_Page extract_
|---|

Platforms like Pinterest, Dribbble, and Behance have exploded with inspiring design content for ui-designers. And while a lot of it looks amazing, I feel like a lot of trendy designs are misleading both you, and the designers who made them.

This article is not meant to hate on beautiful work by talented people, but to expand your arsenal of design skills by shedding some light on a topic I do not hear a lot of real talk about.

Let me explain.

UI-Design vs Real-world use

A lot of my work revolves around designing user interfaces.

With over 10 years of design (and development) experience, I have seen a lot of trends come, and go.

I have created a lot of designs that were awesome, and a lot of designs that simply sucked.

A lot of designs that looked amazing in XD, Sketch or Figma. But just didn’t seem to work once built into a useable interface. Why is this?

There are a lot of potential reasons for this happening, for instance:

  • The design isn’t flexible enough — failing on different screen sizes.
  • The design is too clean, ignoring a lot of important usability details.

|---|

_Objective_
Rewrite the passage of the UI design trends piece from "This article is" up to and including "that simply sucked.", with "arsenal" replaced by "toolkit".

_Stored records_
|---|

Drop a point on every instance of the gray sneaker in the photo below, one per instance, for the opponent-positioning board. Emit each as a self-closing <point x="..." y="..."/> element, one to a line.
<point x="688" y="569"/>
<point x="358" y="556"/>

|---|

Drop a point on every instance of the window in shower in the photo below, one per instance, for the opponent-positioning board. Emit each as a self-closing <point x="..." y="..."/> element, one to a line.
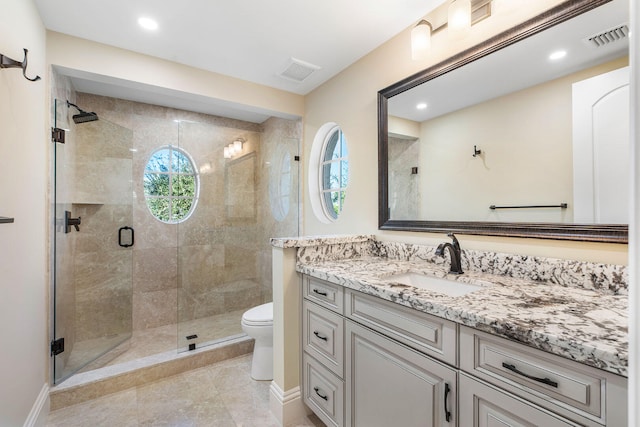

|---|

_Result of the task_
This article is not meant to hate on beautiful work by talented people, but to expand your toolkit of design skills by shedding some light on a topic I do not hear a lot of real talk about.

Let me explain.

UI-Design vs Real-world use

A lot of my work revolves around designing user interfaces.

With over 10 years of design (and development) experience, I have seen a lot of trends come, and go.

I have created a lot of designs that were awesome, and a lot of designs that simply sucked.